[Texto fornecido]
»»
István Szabó se perde no tema teatral e no louvor à protagonista

PAULO SANTOS LIMA
COLABORAÇÃO PARA A FOLHA

O teatro cai como uma luva em filmes sobre personagens em crise existencial e às voltas com seus fantasmas e chiliques, permitindo uma aproximação (inclusive física, por meio da câmera) com as idiossincrasias do protagonista. É assim em "Adorável Julia", de István Szabó, que usa o mundo do tablado para acompanhar fielmente sua atriz.
Um problema, porque temos uma adesão irrestrita do filme à egocêntrica Julia (Annette Bening), atriz notável, mas agressiva, que leva sempre o "acting" dos palcos para a vida, com marido, filho e amigos. Não só, anda enfastiada do casamento com Michael (Jeremy Irons), e a crise da meia-idade a faz acreditar que seu corpo está desmoronando. Insuportável, esta é a palavra para definir Julia.
Daí que esta mulher acaba se envolvendo com um jovem fã, Tom (Shaun Evans), que, descobriremos à frente, é um aproveitador. Surge ainda uma pragmática (e jovem) atriz que lança charme aos homens do filme, pedra no sapato de Julia, que arquitetará justiça e volta por cima.
O filme coloca, então, sua afetada protagonista acima de todos, justificando assim a pequenez egoísta de Julia. Algo recorrente na filmografia de Szabó, aliás, que jamais foi brechtiano na composição de seus personagens. Não é por menos que os homens de "Coronel Redl" e "Mephisto", por exemplo, jamais tiveram suas ações postas em juízo.
««
[Enunciado do exercício] Transcreva na íntegra, sem nenhuma alteração, a crítica sobre o filme "Adorável Julia" apresentada acima.

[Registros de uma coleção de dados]
»»
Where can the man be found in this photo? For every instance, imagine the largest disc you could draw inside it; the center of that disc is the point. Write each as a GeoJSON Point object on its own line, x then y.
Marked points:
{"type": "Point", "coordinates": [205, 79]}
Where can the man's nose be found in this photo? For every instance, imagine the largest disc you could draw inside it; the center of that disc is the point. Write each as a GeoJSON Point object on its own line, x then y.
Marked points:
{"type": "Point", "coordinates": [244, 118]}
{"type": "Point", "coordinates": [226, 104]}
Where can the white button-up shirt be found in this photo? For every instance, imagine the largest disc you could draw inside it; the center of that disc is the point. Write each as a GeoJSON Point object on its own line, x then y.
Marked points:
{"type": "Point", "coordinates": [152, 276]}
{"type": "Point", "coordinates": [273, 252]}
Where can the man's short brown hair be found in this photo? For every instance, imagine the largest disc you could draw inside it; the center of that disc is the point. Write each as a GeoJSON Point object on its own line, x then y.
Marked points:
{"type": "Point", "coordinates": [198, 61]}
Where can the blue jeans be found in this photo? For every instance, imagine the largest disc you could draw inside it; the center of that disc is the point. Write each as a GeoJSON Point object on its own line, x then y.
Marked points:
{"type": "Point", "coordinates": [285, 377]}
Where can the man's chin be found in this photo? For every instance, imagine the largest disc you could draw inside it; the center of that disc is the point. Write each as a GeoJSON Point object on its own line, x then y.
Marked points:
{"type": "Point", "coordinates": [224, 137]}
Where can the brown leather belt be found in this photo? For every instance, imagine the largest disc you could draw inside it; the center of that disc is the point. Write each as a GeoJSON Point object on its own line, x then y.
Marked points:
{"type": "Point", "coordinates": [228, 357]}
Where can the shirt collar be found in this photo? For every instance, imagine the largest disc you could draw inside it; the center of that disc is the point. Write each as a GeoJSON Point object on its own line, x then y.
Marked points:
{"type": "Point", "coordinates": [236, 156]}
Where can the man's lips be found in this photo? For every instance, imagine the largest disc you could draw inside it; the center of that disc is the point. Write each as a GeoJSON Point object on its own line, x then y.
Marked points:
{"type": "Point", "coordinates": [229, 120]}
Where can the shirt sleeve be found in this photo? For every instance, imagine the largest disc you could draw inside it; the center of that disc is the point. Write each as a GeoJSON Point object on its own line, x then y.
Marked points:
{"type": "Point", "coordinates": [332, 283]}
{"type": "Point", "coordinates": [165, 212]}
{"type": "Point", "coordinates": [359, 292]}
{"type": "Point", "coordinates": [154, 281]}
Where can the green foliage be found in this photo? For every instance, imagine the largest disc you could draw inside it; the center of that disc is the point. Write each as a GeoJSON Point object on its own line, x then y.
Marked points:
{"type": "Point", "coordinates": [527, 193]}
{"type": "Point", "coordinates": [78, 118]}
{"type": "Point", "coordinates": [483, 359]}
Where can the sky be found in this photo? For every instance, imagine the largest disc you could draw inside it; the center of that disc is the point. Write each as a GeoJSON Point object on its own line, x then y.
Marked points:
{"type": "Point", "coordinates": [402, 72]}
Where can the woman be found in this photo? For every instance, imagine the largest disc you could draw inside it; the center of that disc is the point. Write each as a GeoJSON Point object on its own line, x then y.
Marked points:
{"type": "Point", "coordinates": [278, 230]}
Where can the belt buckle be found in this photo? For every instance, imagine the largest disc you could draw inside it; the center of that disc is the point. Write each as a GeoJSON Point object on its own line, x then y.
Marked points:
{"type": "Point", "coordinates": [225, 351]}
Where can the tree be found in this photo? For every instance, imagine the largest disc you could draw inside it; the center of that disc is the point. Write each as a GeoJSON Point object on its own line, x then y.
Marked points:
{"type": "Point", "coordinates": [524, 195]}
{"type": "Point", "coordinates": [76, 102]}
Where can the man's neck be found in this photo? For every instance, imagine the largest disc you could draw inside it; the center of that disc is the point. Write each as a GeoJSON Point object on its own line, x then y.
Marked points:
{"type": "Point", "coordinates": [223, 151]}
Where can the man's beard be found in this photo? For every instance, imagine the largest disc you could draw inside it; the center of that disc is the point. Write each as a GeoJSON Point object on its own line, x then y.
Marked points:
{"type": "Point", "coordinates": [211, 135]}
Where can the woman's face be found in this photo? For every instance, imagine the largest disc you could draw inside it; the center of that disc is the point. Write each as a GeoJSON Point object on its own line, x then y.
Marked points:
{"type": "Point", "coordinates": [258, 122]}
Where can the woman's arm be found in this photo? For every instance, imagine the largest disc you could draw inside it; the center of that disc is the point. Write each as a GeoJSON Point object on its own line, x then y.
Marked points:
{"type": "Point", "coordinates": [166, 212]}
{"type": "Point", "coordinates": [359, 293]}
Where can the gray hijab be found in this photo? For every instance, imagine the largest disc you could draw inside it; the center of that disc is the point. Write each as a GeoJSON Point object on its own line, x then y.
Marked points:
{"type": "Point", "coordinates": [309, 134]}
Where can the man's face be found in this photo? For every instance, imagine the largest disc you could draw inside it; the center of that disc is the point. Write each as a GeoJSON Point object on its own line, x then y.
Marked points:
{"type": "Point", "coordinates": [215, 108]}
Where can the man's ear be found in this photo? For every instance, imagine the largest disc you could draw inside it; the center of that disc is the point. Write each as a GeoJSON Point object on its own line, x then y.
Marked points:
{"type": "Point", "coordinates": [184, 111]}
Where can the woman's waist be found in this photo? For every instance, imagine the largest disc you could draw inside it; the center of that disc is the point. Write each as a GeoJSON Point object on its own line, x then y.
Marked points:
««
[Resposta escrita]
István Szabó se perde no tema teatral e no louvor à protagonista

PAULO SANTOS LIMA
COLABORAÇÃO PARA A FOLHA

O teatro cai como uma luva em filmes sobre personagens em crise existencial e às voltas com seus fantasmas e chiliques, permitindo uma aproximação (inclusive física, por meio da câmera) com as idiossincrasias do protagonista. É assim em "Adorável Julia", de István Szabó, que usa o mundo do tablado para acompanhar fielmente sua atriz.
Um problema, porque temos uma adesão irrestrita do filme à egocêntrica Julia (Annette Bening), atriz notável, mas agressiva, que leva sempre o "acting" dos palcos para a vida, com marido, filho e amigos. Não só, anda enfastiada do casamento com Michael (Jeremy Irons), e a crise da meia-idade a faz acreditar que seu corpo está desmoronando. Insuportável, esta é a palavra para definir Julia.
Daí que esta mulher acaba se envolvendo com um jovem fã, Tom (Shaun Evans), que, descobriremos à frente, é um aproveitador. Surge ainda uma pragmática (e jovem) atriz que lança charme aos homens do filme, pedra no sapato de Julia, que arquitetará justiça e volta por cima.
O filme coloca, então, sua afetada protagonista acima de todos, justificando assim a pequenez egoísta de Julia. Algo recorrente na filmografia de Szabó, aliás, que jamais foi brechtiano na composição de seus personagens. Não é por menos que os homens de "Coronel Redl" e "Mephisto", por exemplo, jamais tiveram suas ações postas em juízo.